You would most likely able to gather a group if you post on the Chowdown groups:


And they have teochew congee! Not a frequent sighting, at least for me, in the Bay Area. Has anyone tried this dish, and the marinade?

The hotel is owned by the hotel management company Hai Yi, who owns 3 properties in China (2 in Shan Tou) and 5 in San Francisco. The two head chefs at Teo transferred from the Shan Tou hotel 5 months ago to start putting the menu together. Shan Tou is part of the Canton province that eats Chiu Chow/ Teo Chew cuisine. The rest of the staff joined them 2 months ago.

The menu is very Chiu Chow focused. The dinner and lunch menus serve different food. The oyster congee is only served during lunch. The following is an evening meal. The dishes are recommended by the male gentleman with glasses.

Chicken & Pine Mushroom Soup:
Soup is very concentrated in good chicken flavor with mushroom flavor in the background. I cook a shitake mushroom chicken soup at home (plus other stuff like goji berries, lotus seeds, and some other stuff). The two tastes pretty similar. I’d argue that my version tastes more complex :slight_smile: though it doesn’t take anything away from Teo’s version.

Teo Chew Stir-fried Rice Noodles: Chopped gai lan sauteed with noodle with a bit of red chili pepper heat. Nice flavor from the wok heat. The gentleman recommended the vegetarian version.

--- Dataset content ---
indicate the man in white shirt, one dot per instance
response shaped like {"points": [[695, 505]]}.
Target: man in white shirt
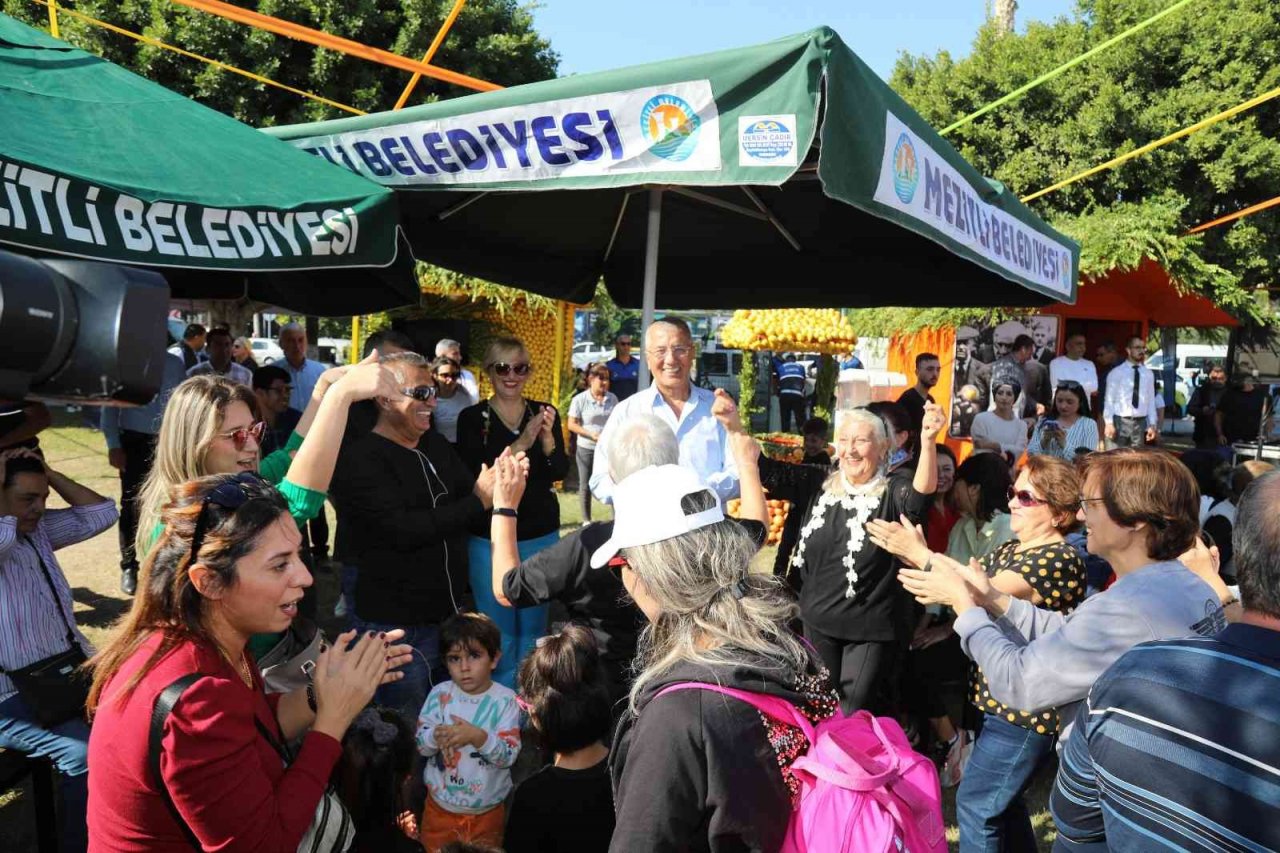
{"points": [[1073, 365], [304, 373], [685, 407], [447, 349], [220, 363], [1132, 411]]}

--- What needs to be done ---
Resume the review of the Chiu Chow restaurant Teo above, picking up right after its final sentence.

--- The reply ---
Beef Filet with Mushrooms: Black pepper fan will enjoy this dish. Beef, onions and mushrooms were boldly flavored with a strong peppery sauce.

Marinated Goose Meat: The marinade was a bit ‘in-your-face’ salty sweet. I prefer a more nuanced/ subtle marinade.

Free appetizers: peanuts coated with sugar and pickled cabbage

Didn’t have a chance to try the Chiu Chow desserts.

The staff was very friendly and accommodating, especially towards young children. They went out of their way to make sure we were comfortable and its appreciated. The order of serving the dishes were a bit random, with the soup coming first, then the beef, then the noodle, and lastly the room temperature marinated goose.

Modern space. Tables were well spaced and everyone sat comfortably.

I still think the location is a bit odd for a highly Chiu Chow menu.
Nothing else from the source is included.